■ **Description of the task**
Answer these questions about the rainfall passage below:
1. What happens to the white sand of the courtyard as it gets wet?
2. What do the pools forming on the courtyard indicate?
3. Who would come with the message when going to the far end of the courtyard failed?

I love the cool stones in the cooler weather, meaning, while it rains. May be change from beer to something stronger. Put away the book and watch the rainfall. Listen to the sound of raindrops on the tile roof, on the leaves. Or on the courtyard where the white sand suddenly turns darker as it gets wet. The initial raindrops are absorbed quickly.
Then pools start forming on the courtyard. They indicate uneven spread of the sand, which is to be rectified later. If too much water collects close to the house a worker comes out in the rain and makes small channels for runoff. One feels like going out and getting wet. But that would be considered undignified.
One cannot always do what one likes to, so sit back and think of the childhood days. No dignity to worry about. Just rush into the rain and get thoroughly drenched. That used to be great. Then the call comes – That’s enough, you’ll get sick, come inside immediately. Well, all good things must come to an end. So, in you go. Tried a couple of times going to the far end of the courtyard so that there would be a genuine excuse of not having heard the call. But that didn’t work. A servant would come with the message.

(Labeled area outline entries)
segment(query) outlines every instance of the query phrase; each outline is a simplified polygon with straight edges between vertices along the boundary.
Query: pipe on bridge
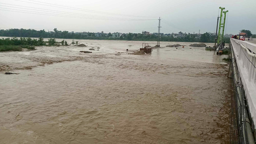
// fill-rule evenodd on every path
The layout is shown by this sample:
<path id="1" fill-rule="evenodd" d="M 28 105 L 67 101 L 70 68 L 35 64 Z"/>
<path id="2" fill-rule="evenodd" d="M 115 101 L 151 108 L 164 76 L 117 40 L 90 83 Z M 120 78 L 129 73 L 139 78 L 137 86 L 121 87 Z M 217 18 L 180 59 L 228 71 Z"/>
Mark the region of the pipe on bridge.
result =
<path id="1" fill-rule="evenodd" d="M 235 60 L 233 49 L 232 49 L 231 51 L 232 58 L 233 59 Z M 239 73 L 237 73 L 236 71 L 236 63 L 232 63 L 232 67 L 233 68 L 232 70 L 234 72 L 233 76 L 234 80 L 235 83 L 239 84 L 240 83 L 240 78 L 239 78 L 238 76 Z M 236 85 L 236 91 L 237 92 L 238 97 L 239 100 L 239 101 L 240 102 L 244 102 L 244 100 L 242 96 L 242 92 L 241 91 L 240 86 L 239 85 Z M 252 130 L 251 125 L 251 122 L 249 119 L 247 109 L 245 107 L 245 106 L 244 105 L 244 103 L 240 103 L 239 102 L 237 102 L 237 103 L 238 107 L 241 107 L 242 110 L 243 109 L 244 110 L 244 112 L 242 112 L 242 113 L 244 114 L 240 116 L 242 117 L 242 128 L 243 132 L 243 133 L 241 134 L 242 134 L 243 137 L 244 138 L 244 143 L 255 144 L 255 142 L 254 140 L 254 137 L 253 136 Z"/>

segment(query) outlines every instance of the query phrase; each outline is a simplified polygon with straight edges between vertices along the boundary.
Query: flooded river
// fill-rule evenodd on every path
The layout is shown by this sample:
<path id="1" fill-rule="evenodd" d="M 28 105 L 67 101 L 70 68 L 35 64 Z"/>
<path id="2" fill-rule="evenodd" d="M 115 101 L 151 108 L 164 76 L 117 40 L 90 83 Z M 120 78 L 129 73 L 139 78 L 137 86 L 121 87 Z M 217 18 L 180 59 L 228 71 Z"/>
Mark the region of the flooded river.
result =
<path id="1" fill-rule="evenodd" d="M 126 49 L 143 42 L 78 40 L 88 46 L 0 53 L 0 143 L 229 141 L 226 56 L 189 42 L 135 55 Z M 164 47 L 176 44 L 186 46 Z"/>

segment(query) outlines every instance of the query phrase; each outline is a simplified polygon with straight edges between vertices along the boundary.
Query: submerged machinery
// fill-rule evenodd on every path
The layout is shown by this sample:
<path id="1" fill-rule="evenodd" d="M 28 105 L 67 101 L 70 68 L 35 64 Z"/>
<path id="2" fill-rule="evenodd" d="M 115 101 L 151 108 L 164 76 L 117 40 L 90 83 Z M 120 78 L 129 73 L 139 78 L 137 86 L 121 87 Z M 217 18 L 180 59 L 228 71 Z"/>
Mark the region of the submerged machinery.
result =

...

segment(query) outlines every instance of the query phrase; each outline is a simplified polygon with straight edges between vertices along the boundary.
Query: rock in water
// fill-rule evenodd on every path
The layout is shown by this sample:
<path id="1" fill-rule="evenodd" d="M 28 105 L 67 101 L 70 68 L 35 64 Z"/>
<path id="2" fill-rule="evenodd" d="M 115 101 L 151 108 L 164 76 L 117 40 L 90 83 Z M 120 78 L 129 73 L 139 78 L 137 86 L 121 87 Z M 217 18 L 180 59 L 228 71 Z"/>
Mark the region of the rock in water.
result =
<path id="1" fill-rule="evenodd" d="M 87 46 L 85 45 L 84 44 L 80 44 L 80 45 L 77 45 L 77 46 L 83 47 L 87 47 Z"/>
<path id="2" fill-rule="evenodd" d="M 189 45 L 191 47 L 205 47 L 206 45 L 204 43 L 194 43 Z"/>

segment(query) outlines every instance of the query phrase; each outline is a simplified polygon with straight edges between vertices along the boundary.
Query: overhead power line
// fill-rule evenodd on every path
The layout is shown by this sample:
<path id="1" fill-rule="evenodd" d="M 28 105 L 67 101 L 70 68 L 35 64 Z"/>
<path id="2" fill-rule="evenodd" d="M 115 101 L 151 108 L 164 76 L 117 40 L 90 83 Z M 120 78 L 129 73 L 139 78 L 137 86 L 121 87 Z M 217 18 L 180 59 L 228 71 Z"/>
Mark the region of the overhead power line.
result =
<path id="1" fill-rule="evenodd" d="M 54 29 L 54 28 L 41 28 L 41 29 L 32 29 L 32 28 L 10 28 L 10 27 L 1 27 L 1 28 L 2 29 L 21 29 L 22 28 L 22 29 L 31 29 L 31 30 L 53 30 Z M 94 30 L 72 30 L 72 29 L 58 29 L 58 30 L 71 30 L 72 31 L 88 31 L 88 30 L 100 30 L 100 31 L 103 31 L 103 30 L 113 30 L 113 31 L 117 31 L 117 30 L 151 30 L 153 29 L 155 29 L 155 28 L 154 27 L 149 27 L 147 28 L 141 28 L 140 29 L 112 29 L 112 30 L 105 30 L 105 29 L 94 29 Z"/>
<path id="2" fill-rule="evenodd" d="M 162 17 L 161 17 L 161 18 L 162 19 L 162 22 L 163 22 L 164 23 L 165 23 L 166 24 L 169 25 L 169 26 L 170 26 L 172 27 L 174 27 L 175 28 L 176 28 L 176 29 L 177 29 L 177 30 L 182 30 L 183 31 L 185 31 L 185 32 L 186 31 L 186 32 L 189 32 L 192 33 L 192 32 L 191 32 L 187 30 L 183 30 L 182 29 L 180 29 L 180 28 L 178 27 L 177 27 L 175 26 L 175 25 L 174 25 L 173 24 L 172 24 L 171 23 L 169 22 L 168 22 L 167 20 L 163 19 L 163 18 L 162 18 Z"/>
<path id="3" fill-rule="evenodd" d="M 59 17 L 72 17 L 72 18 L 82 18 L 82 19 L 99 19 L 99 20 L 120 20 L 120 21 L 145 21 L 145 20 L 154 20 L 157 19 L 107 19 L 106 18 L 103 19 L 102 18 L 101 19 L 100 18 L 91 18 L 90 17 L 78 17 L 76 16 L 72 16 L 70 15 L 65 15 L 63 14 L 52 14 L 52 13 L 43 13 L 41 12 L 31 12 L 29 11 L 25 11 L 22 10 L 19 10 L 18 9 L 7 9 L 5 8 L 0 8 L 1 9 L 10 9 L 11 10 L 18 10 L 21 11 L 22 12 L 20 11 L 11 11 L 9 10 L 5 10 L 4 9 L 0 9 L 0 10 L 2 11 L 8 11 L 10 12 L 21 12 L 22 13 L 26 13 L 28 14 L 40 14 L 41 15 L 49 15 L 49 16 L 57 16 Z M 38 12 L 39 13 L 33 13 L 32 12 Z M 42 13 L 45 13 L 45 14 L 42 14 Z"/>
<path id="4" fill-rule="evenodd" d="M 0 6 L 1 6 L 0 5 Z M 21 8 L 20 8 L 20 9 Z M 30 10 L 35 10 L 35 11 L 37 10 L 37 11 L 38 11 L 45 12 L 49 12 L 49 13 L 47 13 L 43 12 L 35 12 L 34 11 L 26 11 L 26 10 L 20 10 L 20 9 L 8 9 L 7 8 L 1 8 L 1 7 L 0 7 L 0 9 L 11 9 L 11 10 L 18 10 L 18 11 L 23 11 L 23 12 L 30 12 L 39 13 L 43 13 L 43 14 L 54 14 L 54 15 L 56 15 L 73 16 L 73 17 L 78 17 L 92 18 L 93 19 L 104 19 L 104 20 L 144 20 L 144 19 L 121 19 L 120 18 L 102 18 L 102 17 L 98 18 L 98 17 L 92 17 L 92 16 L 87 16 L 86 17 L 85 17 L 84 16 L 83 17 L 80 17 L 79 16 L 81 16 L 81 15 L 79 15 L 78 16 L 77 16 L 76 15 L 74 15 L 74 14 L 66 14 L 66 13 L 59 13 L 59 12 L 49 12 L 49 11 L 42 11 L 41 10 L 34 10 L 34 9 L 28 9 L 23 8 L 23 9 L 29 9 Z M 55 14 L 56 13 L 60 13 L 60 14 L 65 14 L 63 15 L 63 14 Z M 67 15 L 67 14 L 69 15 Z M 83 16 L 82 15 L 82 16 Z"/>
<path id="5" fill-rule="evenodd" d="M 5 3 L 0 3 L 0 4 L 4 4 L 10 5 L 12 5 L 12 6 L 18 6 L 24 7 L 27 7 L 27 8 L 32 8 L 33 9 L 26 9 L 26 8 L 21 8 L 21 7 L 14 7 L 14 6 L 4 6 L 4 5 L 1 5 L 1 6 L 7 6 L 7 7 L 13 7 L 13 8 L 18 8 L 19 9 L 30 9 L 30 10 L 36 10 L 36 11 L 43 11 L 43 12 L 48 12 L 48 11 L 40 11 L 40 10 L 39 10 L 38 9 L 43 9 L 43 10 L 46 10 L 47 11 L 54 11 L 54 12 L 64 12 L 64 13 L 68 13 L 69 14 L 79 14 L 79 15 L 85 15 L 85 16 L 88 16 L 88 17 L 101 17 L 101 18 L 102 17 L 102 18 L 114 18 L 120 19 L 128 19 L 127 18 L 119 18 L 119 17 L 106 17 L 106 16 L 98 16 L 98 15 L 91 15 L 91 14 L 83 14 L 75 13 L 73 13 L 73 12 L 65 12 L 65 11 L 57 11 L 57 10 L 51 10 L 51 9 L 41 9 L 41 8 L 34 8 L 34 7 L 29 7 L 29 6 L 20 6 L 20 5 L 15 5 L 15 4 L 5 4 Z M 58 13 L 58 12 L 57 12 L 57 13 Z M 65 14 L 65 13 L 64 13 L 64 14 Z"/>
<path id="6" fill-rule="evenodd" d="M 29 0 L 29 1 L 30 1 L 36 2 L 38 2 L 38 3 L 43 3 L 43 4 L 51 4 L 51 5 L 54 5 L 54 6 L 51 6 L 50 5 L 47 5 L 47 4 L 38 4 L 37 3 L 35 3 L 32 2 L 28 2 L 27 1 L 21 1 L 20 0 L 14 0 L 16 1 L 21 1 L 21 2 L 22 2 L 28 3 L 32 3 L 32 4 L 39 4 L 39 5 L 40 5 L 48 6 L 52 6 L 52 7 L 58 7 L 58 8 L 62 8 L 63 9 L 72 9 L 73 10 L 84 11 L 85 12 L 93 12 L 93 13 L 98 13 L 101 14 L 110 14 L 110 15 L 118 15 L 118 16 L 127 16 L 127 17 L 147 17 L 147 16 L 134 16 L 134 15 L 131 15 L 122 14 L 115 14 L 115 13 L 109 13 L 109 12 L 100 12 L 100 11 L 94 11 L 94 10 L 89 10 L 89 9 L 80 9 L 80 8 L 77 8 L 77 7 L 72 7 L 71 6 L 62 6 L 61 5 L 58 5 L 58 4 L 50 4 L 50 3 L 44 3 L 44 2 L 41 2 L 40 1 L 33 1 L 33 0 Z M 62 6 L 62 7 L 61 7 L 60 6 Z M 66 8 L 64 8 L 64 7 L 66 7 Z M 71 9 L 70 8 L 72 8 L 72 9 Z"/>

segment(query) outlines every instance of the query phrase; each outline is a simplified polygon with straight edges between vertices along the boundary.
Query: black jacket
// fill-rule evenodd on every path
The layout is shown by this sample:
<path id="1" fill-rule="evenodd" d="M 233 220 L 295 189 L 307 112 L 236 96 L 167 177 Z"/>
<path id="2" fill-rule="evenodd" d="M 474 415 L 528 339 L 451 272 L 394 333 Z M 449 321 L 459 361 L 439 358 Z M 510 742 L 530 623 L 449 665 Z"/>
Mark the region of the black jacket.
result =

---

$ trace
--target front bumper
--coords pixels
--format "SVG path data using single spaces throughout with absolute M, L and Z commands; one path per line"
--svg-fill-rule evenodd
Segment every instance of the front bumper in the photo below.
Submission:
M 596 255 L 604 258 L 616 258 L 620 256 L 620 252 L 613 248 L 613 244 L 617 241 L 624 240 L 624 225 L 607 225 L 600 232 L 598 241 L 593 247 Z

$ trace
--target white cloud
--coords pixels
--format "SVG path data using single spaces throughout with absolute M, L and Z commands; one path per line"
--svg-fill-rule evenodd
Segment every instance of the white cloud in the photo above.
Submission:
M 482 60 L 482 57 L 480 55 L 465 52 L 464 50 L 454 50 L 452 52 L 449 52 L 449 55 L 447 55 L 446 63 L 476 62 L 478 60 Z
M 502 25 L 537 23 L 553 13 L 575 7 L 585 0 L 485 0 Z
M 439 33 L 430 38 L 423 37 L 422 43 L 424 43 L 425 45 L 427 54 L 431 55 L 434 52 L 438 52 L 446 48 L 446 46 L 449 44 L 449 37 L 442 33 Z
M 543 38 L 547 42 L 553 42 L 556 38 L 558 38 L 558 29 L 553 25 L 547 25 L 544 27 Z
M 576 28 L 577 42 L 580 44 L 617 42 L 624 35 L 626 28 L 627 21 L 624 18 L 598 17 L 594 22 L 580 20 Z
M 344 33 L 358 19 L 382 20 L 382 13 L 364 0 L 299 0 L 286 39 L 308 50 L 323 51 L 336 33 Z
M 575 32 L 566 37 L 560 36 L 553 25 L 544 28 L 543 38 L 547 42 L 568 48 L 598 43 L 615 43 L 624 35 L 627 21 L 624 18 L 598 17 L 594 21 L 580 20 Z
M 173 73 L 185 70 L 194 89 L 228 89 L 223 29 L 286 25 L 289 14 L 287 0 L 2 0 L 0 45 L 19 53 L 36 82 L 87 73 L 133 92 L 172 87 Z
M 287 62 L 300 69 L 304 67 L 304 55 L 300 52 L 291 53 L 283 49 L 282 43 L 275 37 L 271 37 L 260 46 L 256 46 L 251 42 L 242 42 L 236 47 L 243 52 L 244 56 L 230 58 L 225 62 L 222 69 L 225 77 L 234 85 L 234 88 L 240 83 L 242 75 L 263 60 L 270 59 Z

■ **Reply**
1. It suddenly turns darker.
2. They indicate uneven spread of the sand.
3. A servant.